### Information

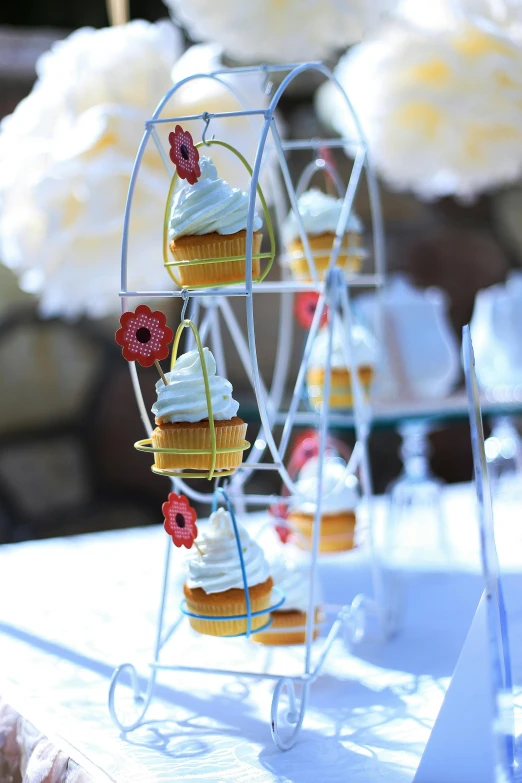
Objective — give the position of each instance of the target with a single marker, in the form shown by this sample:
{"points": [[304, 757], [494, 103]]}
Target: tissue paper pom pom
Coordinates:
{"points": [[282, 31], [441, 109], [66, 156]]}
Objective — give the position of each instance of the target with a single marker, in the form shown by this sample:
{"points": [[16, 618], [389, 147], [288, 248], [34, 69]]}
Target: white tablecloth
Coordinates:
{"points": [[72, 609]]}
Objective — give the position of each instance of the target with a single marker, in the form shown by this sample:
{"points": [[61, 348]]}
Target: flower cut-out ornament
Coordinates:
{"points": [[304, 309], [180, 520], [144, 336], [184, 155], [283, 531]]}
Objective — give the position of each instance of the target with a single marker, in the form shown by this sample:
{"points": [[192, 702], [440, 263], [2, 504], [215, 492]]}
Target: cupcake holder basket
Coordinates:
{"points": [[210, 308]]}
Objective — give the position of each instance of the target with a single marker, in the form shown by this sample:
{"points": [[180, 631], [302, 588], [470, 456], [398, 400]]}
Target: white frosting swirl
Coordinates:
{"points": [[184, 399], [293, 578], [364, 345], [340, 490], [218, 568], [209, 205], [320, 213]]}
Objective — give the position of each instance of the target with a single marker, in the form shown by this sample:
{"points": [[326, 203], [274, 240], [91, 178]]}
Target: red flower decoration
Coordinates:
{"points": [[184, 155], [304, 309], [144, 336], [283, 531], [180, 520]]}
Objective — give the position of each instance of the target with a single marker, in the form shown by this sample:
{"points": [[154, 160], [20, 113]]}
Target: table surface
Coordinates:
{"points": [[74, 608]]}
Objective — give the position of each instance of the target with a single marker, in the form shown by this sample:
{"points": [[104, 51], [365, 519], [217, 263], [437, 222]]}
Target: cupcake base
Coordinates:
{"points": [[227, 604], [288, 627], [341, 393], [196, 249], [321, 245], [230, 433], [336, 534]]}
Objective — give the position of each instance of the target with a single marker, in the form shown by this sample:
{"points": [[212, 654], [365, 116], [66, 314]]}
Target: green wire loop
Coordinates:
{"points": [[170, 264], [179, 331]]}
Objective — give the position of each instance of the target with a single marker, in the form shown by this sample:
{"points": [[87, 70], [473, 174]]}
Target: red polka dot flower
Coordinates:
{"points": [[144, 336], [180, 520], [304, 309], [184, 155]]}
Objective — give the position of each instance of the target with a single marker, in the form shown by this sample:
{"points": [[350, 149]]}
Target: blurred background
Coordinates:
{"points": [[440, 100]]}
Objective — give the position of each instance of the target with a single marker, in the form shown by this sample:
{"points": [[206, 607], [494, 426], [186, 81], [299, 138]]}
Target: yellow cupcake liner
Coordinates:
{"points": [[341, 393], [228, 627], [196, 273], [230, 436], [287, 628], [349, 258], [337, 532]]}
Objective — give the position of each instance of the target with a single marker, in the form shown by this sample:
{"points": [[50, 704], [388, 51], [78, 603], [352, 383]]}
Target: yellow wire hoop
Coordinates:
{"points": [[171, 264], [146, 445]]}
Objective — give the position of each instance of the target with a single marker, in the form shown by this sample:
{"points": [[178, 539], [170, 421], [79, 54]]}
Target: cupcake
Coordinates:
{"points": [[215, 588], [320, 215], [208, 221], [292, 576], [339, 501], [365, 348], [182, 416]]}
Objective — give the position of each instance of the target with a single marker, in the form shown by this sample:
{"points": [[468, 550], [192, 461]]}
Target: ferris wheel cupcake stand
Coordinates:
{"points": [[335, 293]]}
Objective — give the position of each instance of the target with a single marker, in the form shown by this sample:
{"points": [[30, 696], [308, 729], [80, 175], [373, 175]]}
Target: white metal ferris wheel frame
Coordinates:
{"points": [[335, 293]]}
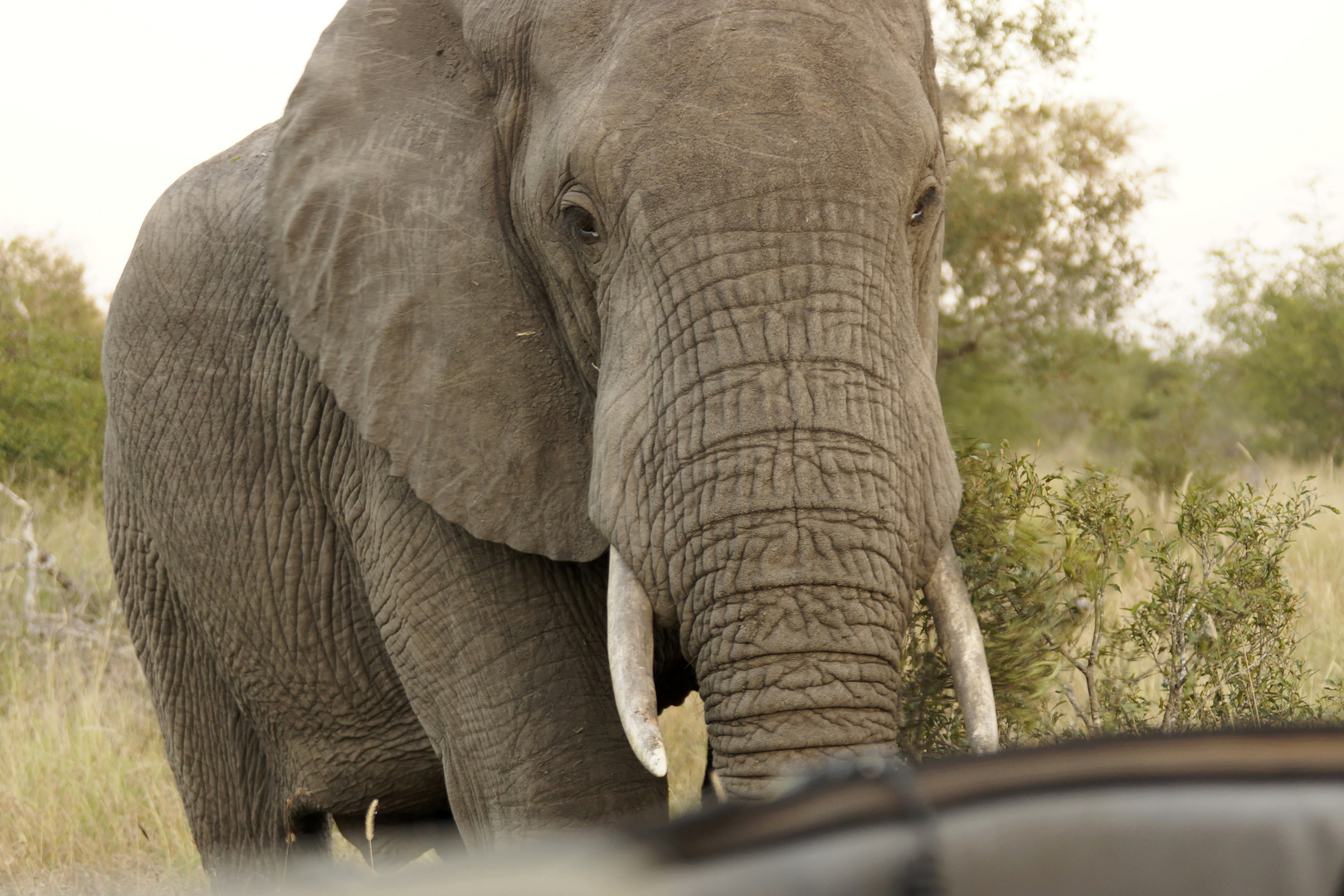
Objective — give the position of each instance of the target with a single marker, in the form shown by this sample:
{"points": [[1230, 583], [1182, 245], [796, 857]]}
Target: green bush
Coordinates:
{"points": [[51, 401], [1283, 321], [1210, 641]]}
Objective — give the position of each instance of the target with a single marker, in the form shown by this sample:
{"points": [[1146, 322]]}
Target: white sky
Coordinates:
{"points": [[106, 102]]}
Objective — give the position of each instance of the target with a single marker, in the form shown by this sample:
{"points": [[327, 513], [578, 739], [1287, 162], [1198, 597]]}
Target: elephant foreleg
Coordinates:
{"points": [[503, 659]]}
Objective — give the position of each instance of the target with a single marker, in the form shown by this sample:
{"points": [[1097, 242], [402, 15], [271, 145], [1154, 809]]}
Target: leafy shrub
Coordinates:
{"points": [[51, 401], [1210, 642]]}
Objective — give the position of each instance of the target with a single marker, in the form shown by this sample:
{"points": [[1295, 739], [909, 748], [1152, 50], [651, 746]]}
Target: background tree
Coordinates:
{"points": [[51, 403], [1040, 258], [1281, 314]]}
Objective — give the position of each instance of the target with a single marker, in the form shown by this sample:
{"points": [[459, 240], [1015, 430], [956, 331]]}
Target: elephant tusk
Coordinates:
{"points": [[962, 645], [629, 646]]}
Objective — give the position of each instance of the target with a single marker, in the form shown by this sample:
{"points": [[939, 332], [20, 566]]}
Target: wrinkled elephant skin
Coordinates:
{"points": [[513, 284]]}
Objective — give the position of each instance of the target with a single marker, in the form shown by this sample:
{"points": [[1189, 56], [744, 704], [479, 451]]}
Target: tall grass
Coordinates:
{"points": [[86, 796], [88, 801]]}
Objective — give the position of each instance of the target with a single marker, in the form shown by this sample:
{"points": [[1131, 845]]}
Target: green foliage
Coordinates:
{"points": [[1040, 553], [1220, 622], [1283, 320], [1043, 193], [1045, 557], [51, 402]]}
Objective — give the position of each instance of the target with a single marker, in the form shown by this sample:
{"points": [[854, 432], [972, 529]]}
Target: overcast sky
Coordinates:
{"points": [[105, 104]]}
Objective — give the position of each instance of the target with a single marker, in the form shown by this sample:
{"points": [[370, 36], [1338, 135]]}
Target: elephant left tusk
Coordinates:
{"points": [[629, 646], [964, 646]]}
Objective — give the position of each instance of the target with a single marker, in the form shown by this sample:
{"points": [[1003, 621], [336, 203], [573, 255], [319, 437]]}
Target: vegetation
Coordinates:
{"points": [[1099, 621], [51, 403], [1281, 314]]}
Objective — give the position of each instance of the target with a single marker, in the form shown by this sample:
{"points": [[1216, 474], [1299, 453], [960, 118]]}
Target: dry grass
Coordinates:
{"points": [[88, 801]]}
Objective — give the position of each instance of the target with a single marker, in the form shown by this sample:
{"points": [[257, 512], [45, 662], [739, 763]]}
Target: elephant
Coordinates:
{"points": [[543, 363]]}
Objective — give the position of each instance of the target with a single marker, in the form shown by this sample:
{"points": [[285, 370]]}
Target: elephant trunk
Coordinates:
{"points": [[771, 460]]}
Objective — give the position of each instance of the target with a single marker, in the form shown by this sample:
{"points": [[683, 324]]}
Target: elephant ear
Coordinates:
{"points": [[386, 210]]}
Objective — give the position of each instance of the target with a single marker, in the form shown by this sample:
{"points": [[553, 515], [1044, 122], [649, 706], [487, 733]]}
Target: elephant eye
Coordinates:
{"points": [[928, 202], [582, 223]]}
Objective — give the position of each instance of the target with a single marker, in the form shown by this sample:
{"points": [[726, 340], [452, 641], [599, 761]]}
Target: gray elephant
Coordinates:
{"points": [[544, 362]]}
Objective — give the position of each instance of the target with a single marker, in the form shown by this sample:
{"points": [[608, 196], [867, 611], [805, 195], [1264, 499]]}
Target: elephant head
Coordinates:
{"points": [[659, 277]]}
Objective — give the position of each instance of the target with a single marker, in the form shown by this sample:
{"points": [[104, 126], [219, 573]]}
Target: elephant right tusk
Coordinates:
{"points": [[629, 646], [964, 646]]}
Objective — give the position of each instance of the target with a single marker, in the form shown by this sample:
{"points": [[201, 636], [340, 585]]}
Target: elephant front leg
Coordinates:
{"points": [[503, 659]]}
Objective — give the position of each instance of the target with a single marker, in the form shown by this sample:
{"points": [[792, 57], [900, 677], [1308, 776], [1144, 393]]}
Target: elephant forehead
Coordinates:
{"points": [[791, 80]]}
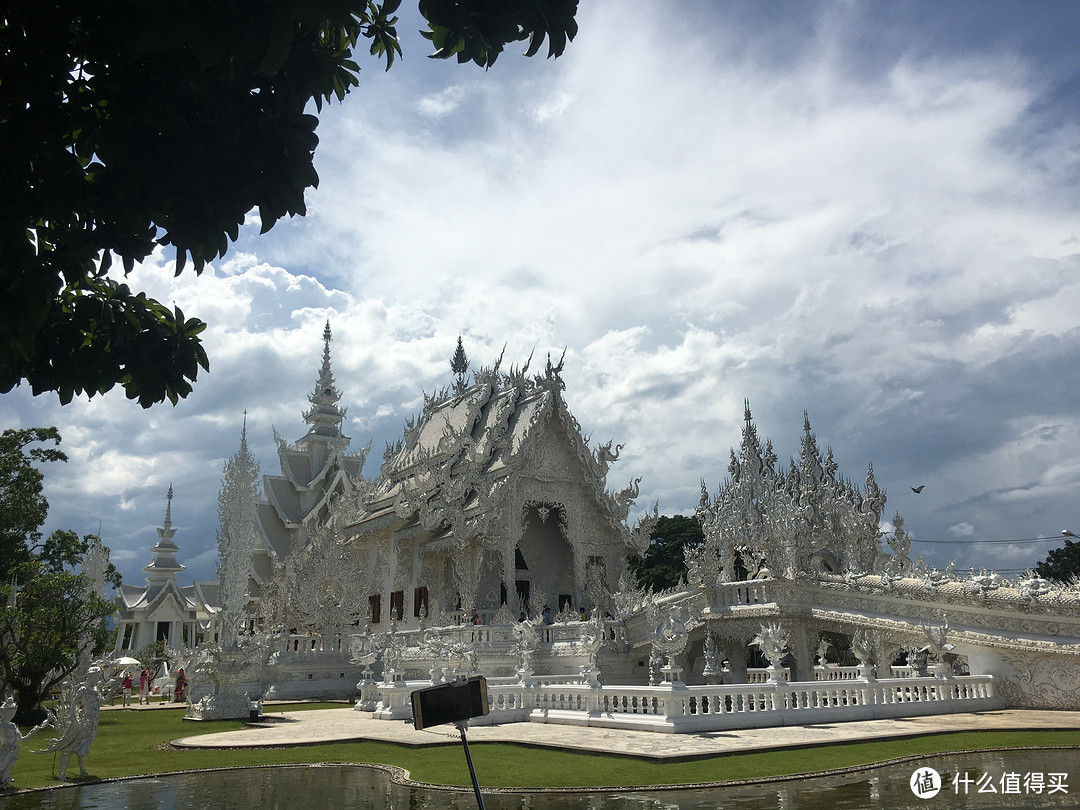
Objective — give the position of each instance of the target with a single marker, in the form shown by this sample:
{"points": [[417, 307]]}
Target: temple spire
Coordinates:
{"points": [[163, 567], [324, 417], [459, 363]]}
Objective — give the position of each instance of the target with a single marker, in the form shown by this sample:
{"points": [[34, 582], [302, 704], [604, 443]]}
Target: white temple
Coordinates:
{"points": [[493, 505], [162, 610]]}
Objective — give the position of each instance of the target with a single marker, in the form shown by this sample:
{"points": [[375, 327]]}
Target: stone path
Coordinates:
{"points": [[347, 725]]}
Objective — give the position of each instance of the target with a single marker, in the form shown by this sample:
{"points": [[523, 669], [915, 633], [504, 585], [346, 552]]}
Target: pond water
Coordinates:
{"points": [[966, 782]]}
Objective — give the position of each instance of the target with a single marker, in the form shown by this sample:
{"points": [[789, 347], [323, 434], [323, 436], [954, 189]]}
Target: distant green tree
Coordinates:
{"points": [[1062, 565], [663, 564], [129, 124], [49, 619]]}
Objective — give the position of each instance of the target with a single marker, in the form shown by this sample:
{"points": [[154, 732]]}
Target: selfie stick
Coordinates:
{"points": [[462, 725]]}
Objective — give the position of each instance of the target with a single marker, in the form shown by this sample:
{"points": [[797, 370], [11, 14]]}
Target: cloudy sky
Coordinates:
{"points": [[867, 212]]}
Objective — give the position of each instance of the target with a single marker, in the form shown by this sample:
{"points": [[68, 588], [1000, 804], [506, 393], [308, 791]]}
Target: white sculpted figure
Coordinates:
{"points": [[9, 741], [772, 639], [76, 723]]}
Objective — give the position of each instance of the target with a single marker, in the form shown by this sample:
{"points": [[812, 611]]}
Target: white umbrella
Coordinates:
{"points": [[125, 661]]}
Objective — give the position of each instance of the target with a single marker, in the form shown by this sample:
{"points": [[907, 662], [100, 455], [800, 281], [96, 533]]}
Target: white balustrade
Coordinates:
{"points": [[683, 709]]}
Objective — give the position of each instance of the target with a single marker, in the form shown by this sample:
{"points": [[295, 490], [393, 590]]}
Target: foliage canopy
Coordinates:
{"points": [[50, 620], [129, 124], [664, 562]]}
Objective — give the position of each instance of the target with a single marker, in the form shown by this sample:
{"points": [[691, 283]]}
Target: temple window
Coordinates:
{"points": [[420, 601]]}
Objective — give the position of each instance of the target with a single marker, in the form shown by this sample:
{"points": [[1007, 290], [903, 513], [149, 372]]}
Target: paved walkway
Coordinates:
{"points": [[347, 725]]}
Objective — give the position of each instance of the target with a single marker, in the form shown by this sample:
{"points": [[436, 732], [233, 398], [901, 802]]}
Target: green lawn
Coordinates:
{"points": [[134, 743]]}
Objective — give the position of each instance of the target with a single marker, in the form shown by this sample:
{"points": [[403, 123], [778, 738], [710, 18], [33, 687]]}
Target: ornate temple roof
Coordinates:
{"points": [[470, 439]]}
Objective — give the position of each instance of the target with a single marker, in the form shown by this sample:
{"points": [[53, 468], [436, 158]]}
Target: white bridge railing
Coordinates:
{"points": [[676, 707]]}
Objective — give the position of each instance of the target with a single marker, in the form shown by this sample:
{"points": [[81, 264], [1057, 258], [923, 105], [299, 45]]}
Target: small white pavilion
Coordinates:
{"points": [[162, 610]]}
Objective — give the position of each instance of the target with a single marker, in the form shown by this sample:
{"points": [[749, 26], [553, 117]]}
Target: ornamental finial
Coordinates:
{"points": [[459, 363]]}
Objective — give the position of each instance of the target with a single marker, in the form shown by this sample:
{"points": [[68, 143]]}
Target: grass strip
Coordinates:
{"points": [[136, 743]]}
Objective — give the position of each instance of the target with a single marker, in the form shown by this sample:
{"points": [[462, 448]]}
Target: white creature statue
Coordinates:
{"points": [[75, 721], [9, 741]]}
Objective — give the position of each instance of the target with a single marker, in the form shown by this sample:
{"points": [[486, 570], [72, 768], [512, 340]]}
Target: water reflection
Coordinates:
{"points": [[345, 786]]}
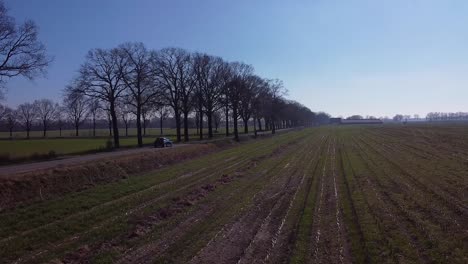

### What you should do
Using the material above, report each line where "water" occurs.

### Task output
Target: pond water
Target: water reflection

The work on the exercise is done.